- **Exercise aim**:
Rewrite the items, from the first one through the line containing "[[[492,149],[447,150],[447,174],[451,180],[492,179]]]" (that line included), as a two-column CSV headed instruction and mask, one row per item. Put each item's text and its answer in a single quoted field apiece, replacing line breaks with spaces.

- **Task data**:

——————

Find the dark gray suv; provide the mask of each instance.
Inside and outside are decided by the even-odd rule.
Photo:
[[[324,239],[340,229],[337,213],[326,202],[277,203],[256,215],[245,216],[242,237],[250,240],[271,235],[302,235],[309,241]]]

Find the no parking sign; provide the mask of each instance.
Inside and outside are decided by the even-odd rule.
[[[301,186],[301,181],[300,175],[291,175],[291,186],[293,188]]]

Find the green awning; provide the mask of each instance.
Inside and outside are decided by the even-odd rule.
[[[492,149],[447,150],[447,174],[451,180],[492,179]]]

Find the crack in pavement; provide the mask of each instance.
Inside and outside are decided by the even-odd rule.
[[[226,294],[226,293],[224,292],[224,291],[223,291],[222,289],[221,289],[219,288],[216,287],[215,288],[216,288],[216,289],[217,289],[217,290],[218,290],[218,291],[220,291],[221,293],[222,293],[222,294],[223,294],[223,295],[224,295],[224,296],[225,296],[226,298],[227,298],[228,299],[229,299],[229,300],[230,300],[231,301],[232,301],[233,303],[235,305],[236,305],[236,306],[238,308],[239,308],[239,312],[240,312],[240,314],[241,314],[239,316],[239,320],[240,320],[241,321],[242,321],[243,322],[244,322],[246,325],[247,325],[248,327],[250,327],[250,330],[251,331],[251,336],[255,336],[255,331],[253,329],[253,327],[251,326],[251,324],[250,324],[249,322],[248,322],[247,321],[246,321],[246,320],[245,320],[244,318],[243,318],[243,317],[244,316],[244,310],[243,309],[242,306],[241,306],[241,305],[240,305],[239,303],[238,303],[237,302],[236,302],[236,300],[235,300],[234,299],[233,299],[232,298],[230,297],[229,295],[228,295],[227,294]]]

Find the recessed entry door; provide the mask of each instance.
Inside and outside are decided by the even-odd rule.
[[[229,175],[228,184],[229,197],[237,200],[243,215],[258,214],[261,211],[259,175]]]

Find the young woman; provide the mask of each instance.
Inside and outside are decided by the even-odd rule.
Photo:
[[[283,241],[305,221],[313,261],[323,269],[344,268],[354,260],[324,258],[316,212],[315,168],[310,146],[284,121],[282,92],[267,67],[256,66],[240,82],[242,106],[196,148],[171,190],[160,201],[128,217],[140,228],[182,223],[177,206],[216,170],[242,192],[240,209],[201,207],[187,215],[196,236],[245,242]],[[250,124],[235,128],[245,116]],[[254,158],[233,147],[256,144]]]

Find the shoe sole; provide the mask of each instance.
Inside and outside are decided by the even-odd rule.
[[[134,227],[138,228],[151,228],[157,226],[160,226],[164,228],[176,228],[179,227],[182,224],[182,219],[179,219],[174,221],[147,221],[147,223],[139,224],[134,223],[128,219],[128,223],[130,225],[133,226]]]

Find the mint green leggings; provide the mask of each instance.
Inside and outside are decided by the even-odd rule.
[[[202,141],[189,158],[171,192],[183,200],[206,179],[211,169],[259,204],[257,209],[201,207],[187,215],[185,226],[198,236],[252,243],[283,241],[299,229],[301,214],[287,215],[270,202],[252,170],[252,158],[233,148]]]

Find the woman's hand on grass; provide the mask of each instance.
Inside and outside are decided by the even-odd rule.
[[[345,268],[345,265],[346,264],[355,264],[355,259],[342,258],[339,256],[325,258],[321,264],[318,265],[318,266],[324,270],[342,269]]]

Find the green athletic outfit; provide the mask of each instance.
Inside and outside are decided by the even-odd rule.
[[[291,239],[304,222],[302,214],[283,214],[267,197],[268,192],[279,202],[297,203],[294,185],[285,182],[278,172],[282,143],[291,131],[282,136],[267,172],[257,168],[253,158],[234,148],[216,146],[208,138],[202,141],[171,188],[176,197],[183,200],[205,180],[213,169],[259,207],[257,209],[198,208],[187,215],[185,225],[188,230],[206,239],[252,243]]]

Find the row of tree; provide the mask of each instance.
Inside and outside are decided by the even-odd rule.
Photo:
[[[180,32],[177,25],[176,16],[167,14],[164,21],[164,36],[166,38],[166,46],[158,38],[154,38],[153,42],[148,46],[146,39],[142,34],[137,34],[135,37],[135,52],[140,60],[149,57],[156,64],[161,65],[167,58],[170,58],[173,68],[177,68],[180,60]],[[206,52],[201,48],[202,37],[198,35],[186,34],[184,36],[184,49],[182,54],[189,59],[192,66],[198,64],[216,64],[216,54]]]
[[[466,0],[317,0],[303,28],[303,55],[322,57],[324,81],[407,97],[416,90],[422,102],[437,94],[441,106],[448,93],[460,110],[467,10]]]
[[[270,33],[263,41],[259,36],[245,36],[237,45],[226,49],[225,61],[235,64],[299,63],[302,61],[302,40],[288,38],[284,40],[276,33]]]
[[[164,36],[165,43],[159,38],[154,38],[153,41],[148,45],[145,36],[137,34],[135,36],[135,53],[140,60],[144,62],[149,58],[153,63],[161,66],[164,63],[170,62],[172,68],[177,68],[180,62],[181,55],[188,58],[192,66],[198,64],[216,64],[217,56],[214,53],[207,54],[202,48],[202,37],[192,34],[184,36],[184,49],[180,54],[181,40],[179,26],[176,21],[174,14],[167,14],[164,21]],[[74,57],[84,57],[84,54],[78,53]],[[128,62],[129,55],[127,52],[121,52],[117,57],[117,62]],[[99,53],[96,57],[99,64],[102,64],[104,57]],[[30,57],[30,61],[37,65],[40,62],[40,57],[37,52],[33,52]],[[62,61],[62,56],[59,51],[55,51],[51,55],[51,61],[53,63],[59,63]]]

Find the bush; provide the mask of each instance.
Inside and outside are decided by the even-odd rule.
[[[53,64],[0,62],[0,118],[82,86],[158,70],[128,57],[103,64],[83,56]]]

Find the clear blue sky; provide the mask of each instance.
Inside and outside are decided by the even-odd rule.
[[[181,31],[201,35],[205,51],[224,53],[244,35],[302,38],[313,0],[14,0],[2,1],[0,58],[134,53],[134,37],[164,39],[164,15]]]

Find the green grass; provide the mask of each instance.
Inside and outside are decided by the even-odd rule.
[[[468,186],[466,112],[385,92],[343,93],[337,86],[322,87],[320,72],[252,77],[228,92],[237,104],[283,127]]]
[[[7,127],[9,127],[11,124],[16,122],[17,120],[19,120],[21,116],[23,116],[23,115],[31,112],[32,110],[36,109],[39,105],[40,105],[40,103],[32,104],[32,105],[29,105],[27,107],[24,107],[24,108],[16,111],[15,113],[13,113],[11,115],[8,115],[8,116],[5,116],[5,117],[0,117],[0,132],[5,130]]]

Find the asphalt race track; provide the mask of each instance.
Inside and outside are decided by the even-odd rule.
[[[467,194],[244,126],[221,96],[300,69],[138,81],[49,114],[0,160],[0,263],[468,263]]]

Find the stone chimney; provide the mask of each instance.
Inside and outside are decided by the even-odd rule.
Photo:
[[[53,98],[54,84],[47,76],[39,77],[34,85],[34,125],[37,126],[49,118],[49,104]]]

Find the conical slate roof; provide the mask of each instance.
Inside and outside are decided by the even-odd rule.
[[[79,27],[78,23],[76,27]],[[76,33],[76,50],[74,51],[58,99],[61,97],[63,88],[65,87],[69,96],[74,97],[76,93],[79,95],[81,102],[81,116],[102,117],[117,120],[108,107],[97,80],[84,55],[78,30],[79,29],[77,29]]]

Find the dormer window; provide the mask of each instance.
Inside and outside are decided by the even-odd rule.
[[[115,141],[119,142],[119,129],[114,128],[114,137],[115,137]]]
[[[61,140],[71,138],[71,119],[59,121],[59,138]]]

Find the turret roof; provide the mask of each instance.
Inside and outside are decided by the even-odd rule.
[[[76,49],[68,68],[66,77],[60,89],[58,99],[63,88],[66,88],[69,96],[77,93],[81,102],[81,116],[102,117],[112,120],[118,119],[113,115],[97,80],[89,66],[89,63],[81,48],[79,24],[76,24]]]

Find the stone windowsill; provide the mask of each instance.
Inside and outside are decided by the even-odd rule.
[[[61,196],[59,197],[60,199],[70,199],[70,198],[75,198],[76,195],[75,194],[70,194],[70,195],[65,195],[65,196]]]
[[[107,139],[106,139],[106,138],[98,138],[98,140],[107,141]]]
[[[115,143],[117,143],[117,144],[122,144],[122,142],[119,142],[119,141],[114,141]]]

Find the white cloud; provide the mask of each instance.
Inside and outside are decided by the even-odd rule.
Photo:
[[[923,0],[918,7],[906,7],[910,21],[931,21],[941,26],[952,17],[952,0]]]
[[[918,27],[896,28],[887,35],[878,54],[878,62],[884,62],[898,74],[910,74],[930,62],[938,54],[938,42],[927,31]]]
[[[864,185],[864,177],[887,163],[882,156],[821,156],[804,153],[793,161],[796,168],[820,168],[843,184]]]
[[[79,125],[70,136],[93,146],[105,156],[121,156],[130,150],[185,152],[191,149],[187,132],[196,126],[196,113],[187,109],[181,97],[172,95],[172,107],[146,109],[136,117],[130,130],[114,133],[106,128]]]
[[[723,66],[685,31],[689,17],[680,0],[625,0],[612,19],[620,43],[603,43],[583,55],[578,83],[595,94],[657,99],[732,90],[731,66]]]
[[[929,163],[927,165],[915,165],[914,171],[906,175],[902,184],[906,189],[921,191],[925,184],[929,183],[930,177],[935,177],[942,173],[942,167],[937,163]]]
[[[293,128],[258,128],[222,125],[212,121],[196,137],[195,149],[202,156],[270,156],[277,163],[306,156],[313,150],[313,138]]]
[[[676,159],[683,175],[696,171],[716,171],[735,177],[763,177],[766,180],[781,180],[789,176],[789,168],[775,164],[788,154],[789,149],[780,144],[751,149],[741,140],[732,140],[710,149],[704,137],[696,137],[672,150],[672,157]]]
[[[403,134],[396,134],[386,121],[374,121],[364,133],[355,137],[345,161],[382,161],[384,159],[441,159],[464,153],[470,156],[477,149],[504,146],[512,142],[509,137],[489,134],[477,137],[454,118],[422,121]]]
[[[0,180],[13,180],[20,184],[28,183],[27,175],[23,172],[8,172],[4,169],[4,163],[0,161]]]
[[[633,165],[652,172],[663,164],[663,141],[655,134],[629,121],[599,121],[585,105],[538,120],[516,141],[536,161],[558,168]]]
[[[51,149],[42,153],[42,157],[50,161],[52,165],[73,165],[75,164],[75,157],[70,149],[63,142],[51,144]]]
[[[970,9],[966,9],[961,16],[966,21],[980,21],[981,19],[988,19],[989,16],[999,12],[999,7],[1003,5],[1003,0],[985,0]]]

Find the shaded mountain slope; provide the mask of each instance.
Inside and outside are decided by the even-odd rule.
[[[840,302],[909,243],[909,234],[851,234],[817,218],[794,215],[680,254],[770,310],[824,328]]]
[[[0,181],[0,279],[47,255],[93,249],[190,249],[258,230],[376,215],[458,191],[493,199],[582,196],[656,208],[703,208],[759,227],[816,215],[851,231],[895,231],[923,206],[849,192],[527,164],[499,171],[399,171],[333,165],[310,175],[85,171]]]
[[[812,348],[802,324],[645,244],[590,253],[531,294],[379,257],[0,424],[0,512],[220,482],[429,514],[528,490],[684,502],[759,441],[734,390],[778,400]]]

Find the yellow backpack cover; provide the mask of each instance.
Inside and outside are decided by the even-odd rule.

——————

- **Exercise answer**:
instruction,mask
"Find the dark gray suv; provide the mask of each instance. Inside and outside are decided by the even-odd rule. Photo:","[[[324,239],[340,229],[337,213],[326,202],[277,203],[256,215],[245,216],[242,237],[250,240],[271,235],[302,235],[309,241]]]"
"Find the no parking sign; provide the mask of each instance. Inside and outside are decided by the even-odd rule.","[[[301,186],[301,181],[300,175],[291,175],[291,186],[293,188]]]"
"Find the green awning; provide the mask of each instance. Inside and outside are decided by the even-odd rule.","[[[492,149],[447,150],[447,174],[451,180],[492,179]]]"